==== EXERCISE INPUTS ====

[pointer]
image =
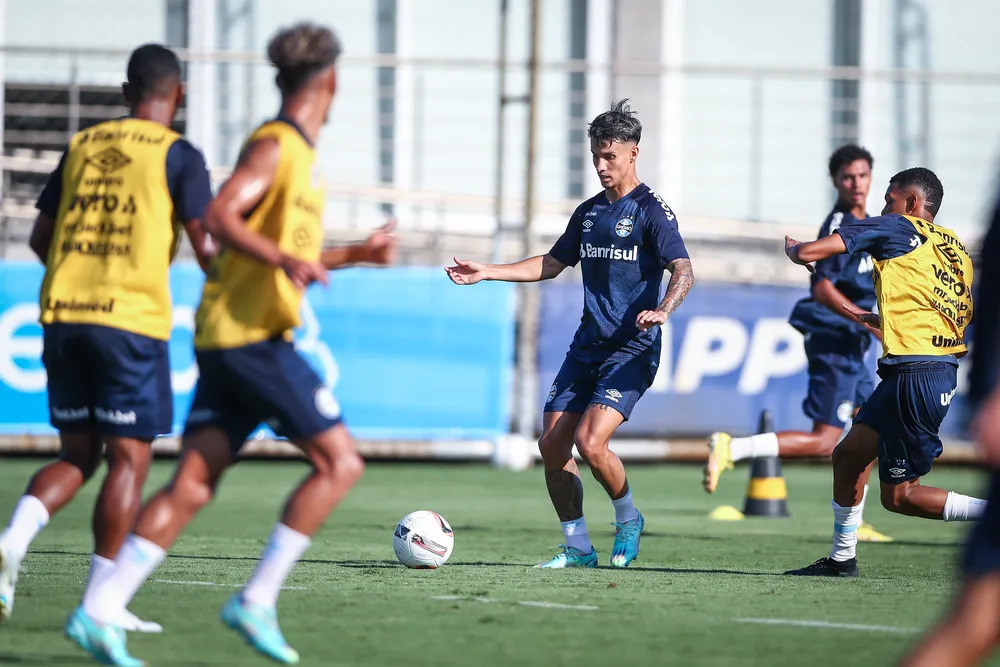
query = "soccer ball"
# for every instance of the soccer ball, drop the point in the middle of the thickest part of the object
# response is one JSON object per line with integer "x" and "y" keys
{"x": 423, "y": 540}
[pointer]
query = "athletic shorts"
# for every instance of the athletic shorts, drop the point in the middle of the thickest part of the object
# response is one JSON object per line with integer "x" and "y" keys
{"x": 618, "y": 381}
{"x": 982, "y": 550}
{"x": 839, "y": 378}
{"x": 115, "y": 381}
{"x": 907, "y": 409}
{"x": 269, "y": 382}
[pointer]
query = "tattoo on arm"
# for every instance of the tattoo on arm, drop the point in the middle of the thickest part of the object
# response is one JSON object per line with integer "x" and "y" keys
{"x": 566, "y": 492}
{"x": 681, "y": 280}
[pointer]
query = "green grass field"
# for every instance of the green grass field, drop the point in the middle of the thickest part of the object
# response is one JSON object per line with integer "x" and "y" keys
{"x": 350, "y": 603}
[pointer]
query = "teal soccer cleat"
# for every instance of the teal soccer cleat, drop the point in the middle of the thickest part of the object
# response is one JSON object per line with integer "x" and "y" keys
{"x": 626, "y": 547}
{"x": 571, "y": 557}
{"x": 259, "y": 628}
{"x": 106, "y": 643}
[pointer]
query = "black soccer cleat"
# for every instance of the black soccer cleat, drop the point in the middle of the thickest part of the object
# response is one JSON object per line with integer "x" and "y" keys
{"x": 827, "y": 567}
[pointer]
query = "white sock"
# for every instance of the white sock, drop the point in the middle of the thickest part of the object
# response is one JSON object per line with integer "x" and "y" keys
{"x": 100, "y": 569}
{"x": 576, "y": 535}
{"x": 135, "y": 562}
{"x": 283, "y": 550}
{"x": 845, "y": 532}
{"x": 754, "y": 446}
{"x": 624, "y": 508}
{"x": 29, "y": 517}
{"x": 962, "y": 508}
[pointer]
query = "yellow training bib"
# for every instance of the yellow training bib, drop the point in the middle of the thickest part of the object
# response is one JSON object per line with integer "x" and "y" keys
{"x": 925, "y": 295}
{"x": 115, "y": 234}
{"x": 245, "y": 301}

====
==== EXERCISE INPUTS ====

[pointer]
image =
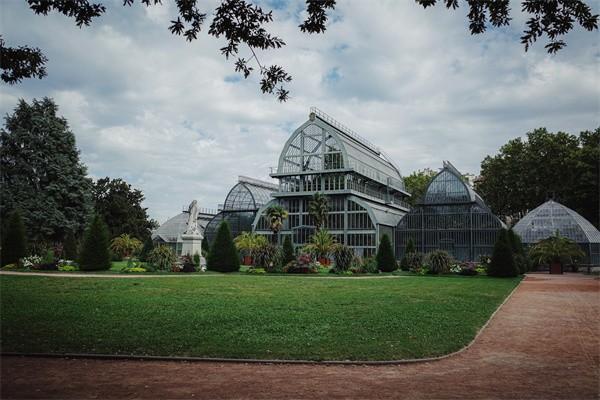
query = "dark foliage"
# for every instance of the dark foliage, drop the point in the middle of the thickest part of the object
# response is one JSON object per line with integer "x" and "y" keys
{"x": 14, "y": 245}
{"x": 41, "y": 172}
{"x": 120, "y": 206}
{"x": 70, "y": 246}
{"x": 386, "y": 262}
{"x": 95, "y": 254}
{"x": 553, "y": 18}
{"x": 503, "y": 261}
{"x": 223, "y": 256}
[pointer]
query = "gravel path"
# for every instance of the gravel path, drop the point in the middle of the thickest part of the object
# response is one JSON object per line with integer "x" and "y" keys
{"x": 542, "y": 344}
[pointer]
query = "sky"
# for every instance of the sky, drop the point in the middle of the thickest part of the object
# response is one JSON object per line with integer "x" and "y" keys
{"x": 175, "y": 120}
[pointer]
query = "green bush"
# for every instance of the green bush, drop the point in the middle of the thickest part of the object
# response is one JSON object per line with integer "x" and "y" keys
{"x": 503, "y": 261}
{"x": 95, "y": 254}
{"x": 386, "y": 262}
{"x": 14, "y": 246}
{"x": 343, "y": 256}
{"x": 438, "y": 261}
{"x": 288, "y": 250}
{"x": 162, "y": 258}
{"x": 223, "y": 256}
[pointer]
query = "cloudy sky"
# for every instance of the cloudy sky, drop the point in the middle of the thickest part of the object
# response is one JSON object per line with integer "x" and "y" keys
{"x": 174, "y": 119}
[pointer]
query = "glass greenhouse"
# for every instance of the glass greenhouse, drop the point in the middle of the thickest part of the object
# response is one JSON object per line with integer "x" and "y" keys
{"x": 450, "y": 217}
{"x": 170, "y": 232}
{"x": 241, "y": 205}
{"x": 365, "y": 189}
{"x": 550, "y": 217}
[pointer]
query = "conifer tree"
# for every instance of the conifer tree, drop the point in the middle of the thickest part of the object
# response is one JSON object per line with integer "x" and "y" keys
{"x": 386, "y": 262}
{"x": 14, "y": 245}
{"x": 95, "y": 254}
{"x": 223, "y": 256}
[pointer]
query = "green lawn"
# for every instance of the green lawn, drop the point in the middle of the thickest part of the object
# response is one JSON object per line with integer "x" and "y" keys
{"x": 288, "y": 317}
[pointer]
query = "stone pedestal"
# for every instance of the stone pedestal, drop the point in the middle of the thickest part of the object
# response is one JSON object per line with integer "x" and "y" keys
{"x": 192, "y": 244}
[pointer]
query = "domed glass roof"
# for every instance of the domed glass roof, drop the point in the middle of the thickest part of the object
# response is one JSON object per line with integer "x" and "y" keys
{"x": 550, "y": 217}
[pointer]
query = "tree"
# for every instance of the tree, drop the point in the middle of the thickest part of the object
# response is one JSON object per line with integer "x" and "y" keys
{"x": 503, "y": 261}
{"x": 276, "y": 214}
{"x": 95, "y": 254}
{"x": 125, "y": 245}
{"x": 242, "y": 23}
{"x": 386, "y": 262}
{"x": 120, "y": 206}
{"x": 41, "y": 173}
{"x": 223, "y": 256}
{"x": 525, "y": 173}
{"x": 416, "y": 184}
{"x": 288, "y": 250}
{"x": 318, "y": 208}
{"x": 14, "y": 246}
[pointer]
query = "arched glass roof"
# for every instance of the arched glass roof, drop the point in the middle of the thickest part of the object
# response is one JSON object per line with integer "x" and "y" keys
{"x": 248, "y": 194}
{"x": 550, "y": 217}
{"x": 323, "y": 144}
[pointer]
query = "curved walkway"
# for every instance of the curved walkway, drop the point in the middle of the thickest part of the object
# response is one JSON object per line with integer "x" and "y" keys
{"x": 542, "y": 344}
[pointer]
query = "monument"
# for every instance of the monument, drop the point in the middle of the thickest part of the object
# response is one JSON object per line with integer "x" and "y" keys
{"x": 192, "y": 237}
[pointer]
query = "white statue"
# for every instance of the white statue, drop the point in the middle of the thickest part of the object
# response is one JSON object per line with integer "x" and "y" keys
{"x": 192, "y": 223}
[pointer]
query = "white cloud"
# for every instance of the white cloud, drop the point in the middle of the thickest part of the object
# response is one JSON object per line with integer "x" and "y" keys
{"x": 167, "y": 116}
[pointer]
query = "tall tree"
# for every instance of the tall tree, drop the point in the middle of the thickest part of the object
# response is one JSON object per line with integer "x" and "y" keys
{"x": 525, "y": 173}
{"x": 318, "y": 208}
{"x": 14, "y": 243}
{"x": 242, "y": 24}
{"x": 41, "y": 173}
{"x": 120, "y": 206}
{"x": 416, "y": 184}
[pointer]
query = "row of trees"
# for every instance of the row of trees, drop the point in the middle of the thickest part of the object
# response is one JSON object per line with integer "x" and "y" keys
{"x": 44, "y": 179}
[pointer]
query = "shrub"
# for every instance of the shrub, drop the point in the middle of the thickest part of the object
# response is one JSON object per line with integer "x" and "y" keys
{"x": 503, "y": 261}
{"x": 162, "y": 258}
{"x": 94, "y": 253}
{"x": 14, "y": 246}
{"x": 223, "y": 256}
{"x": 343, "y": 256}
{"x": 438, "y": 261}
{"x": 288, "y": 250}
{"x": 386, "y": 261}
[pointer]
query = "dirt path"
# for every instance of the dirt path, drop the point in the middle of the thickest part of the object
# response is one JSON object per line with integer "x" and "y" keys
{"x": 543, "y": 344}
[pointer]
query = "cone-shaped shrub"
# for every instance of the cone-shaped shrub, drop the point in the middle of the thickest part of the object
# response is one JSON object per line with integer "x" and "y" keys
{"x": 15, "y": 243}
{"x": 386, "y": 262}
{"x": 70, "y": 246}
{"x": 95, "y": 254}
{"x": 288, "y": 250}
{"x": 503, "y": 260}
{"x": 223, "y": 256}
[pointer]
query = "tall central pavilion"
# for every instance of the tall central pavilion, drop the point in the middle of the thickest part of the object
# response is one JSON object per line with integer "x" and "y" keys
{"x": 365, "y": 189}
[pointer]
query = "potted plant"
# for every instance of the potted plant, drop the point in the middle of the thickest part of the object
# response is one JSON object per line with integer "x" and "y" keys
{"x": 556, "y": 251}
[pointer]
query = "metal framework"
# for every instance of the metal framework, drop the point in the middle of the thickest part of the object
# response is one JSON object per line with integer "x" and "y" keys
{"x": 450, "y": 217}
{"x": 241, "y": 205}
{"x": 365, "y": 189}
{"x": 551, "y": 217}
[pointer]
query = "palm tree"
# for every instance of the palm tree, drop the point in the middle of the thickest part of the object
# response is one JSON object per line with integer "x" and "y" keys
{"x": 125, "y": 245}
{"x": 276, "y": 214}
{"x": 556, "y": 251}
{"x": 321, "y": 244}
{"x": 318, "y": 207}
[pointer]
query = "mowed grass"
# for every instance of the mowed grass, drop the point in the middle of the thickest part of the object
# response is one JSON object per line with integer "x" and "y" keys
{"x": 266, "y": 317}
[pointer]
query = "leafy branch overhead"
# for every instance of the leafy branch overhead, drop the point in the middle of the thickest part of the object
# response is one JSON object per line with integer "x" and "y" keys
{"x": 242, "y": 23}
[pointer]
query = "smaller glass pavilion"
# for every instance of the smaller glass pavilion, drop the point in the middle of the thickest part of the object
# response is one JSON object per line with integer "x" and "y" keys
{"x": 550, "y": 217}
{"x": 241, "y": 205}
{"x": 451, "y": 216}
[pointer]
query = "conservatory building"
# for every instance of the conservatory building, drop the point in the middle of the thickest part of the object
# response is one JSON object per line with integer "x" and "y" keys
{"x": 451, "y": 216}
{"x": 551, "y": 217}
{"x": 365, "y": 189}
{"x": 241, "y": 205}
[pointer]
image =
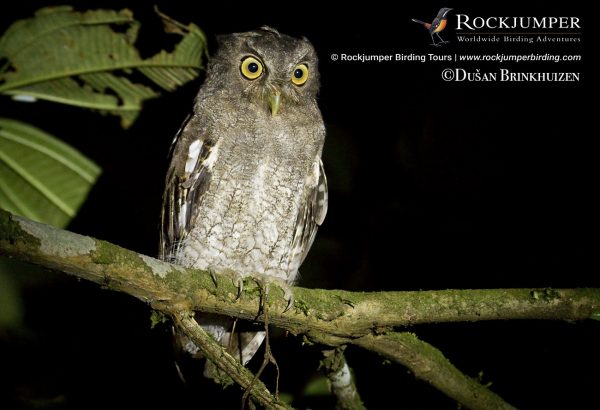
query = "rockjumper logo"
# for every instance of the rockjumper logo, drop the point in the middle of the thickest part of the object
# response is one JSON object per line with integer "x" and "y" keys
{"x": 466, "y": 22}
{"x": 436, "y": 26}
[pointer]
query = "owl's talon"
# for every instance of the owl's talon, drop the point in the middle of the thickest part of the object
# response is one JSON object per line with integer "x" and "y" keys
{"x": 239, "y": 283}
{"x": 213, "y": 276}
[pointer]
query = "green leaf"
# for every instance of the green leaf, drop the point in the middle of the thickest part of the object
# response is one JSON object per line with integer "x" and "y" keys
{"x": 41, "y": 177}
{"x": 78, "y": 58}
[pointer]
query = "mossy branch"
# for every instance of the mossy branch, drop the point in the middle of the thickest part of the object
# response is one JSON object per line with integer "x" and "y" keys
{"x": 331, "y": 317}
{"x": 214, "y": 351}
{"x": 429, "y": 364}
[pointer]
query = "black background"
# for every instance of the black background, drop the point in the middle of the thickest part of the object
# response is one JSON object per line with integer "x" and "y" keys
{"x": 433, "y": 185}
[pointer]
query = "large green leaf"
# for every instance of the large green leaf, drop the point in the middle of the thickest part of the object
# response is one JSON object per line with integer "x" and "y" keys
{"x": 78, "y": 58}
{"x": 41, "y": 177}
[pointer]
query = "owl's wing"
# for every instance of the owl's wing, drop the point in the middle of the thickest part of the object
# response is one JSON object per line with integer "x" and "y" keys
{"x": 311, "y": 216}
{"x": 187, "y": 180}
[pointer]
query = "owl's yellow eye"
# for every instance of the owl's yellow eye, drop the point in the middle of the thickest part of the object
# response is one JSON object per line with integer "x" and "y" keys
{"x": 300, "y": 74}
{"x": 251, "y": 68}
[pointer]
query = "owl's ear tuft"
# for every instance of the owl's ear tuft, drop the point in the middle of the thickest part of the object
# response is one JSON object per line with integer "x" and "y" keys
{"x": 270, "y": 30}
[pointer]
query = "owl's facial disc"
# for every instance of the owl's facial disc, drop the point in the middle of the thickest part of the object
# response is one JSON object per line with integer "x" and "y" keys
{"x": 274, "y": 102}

====
==== EXERCISE INPUTS ====

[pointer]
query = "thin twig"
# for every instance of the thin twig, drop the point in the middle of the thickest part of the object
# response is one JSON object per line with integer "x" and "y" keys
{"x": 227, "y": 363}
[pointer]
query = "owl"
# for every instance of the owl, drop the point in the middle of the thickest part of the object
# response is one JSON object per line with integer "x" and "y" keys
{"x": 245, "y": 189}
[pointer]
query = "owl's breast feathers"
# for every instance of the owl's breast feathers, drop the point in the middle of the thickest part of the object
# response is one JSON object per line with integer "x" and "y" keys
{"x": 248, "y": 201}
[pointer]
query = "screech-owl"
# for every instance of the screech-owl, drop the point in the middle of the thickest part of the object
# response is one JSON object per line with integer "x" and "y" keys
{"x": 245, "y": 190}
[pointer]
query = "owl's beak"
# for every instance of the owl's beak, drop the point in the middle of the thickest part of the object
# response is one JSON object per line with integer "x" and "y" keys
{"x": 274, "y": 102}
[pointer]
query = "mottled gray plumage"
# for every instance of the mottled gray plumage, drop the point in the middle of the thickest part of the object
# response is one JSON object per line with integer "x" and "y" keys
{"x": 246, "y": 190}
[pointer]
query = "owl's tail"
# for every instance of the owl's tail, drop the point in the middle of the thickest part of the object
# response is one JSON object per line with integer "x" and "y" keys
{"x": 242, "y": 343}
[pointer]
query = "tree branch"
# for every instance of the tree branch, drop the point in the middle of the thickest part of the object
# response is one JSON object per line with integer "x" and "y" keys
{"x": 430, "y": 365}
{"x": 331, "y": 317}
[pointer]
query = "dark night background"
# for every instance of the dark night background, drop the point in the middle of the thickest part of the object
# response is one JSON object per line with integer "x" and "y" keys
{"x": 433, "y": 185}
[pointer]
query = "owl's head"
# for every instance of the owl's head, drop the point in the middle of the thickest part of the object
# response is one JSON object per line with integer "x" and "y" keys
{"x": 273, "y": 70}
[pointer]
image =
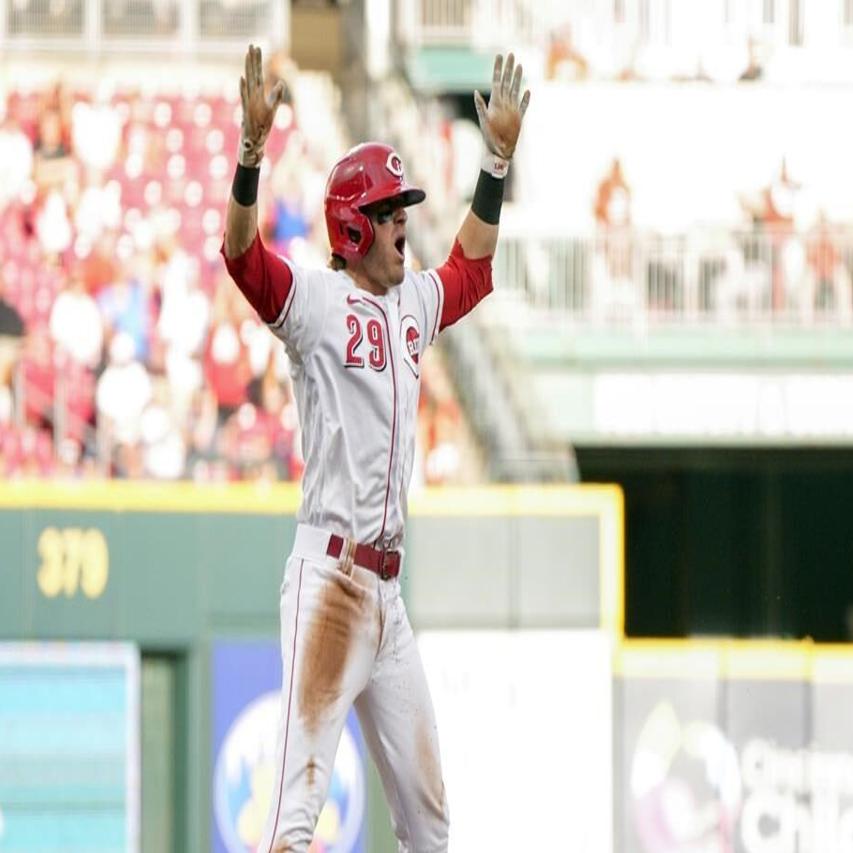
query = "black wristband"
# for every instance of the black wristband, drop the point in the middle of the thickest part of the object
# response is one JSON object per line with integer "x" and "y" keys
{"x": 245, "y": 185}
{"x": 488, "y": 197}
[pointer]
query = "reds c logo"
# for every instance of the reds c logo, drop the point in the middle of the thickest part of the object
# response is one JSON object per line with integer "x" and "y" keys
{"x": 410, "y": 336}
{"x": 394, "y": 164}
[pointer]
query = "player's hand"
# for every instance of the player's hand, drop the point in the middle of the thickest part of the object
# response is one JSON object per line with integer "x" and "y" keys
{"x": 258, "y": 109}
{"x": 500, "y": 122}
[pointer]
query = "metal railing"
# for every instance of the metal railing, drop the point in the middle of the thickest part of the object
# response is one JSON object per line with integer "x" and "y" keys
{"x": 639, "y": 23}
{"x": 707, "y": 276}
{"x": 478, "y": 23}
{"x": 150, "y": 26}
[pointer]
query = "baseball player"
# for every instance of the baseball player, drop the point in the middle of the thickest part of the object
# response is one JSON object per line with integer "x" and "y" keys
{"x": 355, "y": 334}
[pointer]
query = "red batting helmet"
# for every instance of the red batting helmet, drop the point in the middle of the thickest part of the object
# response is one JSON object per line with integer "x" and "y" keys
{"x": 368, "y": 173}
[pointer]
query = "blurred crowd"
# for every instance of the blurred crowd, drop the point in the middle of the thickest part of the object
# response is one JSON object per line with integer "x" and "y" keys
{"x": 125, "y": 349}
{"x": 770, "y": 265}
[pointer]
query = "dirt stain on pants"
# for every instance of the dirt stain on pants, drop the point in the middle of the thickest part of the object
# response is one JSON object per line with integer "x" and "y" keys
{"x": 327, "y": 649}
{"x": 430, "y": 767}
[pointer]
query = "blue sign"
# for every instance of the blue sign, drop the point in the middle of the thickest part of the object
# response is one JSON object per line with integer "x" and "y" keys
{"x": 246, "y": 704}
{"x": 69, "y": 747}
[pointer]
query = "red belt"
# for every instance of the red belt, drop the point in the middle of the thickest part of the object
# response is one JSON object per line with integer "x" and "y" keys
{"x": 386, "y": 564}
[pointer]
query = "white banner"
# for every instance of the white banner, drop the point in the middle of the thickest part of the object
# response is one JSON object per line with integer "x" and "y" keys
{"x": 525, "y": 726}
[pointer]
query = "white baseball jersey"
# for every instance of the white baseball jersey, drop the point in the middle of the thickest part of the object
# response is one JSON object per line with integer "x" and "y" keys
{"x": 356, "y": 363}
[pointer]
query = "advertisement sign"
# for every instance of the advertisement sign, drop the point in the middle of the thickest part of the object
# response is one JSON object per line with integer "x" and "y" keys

====

> [WRITTEN REQUEST] Please display every line of the records above that contains the word "tall". Case counts.

> [OUTPUT FOR THIS TASK]
query = "tall tree"
# for every instance of the tall tree, drop the point in the middle of the thickest part of the object
query = "tall central pavilion"
# for every instance of the tall central pavilion, drop the point in the middle of the thickest part of the object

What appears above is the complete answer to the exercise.